Provided data:
---------------
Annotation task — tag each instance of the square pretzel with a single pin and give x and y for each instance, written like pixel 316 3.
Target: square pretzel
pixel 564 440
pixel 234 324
---------------
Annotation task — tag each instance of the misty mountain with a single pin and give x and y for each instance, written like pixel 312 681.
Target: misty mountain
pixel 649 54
---------------
Task brief:
Using the entries, return every line where the word "each" can be found.

Exercise response:
Annotation task — tag each instance of the square pretzel with a single pin and give x and y for each instance, written like pixel 316 3.
Annotation task — tag each instance of the misty mountain with a single pin and give x and y for each instance, written like pixel 312 681.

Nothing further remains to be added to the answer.